■ **What this task involves**
Quote the passage on condoms for prison inmates from "The obvious solution" up to and including "on treatment costs).".

■ **Quoted passage**

▶

Advertisement

Punish but protect

Share

WHEN YOU THINK OF prisoners protecting themselves, the images that come to mind are probably makeshift knives made out of toothbrushes or blunt objects hidden under bunks. But the protection inmates need most may be one that’s even harder to come by: a condom.

National studies have shown that about 30% of incarcerated men will have sex during their terms, even though it is illegal in California and most other states. Yet prophylactics are officially off-limits for most prisoners in the state. (Self-identified homosexuals in Los Angeles County are one of the few exceptions.) The results are predictable. Inmates in the United States are three times more likely to have AIDS than the general population, according to the Department of Justice.

Since two out of three new prisoners are black or Latino men, and one out of three black men will serve time behind bars in their lifetime, infection rates have skyrocketed in minority communities -- particularly among unknowing girlfriends and wives of reticent ex-cons. In 2003, black and Latino women accounted for 83% of all new AIDS cases among women in the U.S., according to the Centers for Disease Control and Prevention. Two researchers at UC Berkeley have shown that more black women have AIDS because of the disproportionate number of black men in prison. Minority men are contracting HIV in jail and passing it to minority women once they are released.

Advertisement

The obvious solution is to let inmates use condoms. Yet the idea continues to meet resistance. Assemblyman Paul Koretz (D-West Hollywood) guided a bill through Sacramento’s lower house last year that would have allowed public health organizations to distribute condoms to inmates at no charge to the state (and with considerable potential savings on treatment costs).

◀

■ **Supplied data**
▶

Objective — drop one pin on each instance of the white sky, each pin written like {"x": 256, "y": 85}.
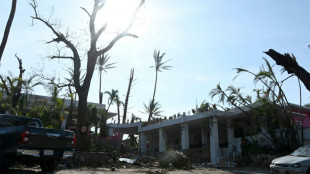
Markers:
{"x": 206, "y": 40}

◀

■ **Written solution**
The obvious solution is to let inmates use condoms. Yet the idea continues to meet resistance. Assemblyman Paul Koretz (D-West Hollywood) guided a bill through Sacramento’s lower house last year that would have allowed public health organizations to distribute condoms to inmates at no charge to the state (and with considerable potential savings on treatment costs).